== DOCUMENT EXCERPT
Vox Populi

A curated webspace for Poetry, Politics, and Nature with over 20,000 daily subscribers and over 8,000 archived posts.

Mike Vargo: ‘Cat’s Cradle,’ Community, and Fascism 

Maybe Bokonon had a point. Bokonon, for those not familiar, is a character in Kurt Vonnegut’s 1963 novel Cat’s Cradle. On a fictional Caribbean island, a holy man lives in the mountains. He is rarely seen, but the island’s people follow the religion he has created, Bokononism. The narrator of Cat’s Cradle — a visitor who converted to Bokononism — explains its concepts. For instance: 

“We Bokononists believe that humanity is organized into teams, teams that do God’s Will without ever discovering what they are doing. Such a team is called a karass by Bokonon.” 

There are also false karasses, groups that appear to be meaningful but are “meaningless in terms of the way God gets things done.” A false karass is a granfalloon (rhymes with grand balloon). One character in the novel is a woman from Indiana who’s always eager to bond with fellow Hoosiers. And Hoosiers, we are told, constitute a “textbook example” of a granfalloon. Other granfalloons include corporations, political parties — “and any nation, any time, anywhere.”

Fiction isn’t true, but some say it can point to truth. I am a nonfiction writer, a prosaic guy, tethered to what used to be called facts. Please bear with me while I tell you why I’m tempted to be a Bokononist.
====
== DATA EXTRACT
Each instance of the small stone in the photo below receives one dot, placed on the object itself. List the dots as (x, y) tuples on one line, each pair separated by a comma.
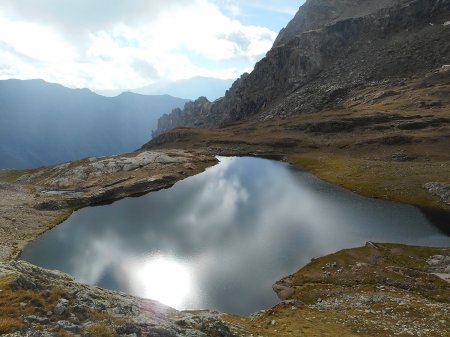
[(68, 326)]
====
**PROBLEMS TO WORK ON:**
1) Output the Cat's Cradle essay passage from "Fiction isn’t true, but" to "be a Bokononist.".
2) According to the essay on Cat's Cradle, what does Bokonon call a false karass?
The data has no connection to the essay on Cat's Cradle.

**EXERCISE ANSWERS:**
1)
Fiction isn’t true, but some say it can point to truth. I am a nonfiction writer, a prosaic guy, tethered to what used to be called facts. Please bear with me while I tell you why I’m tempted to be a Bokononist.

2) A granfalloon.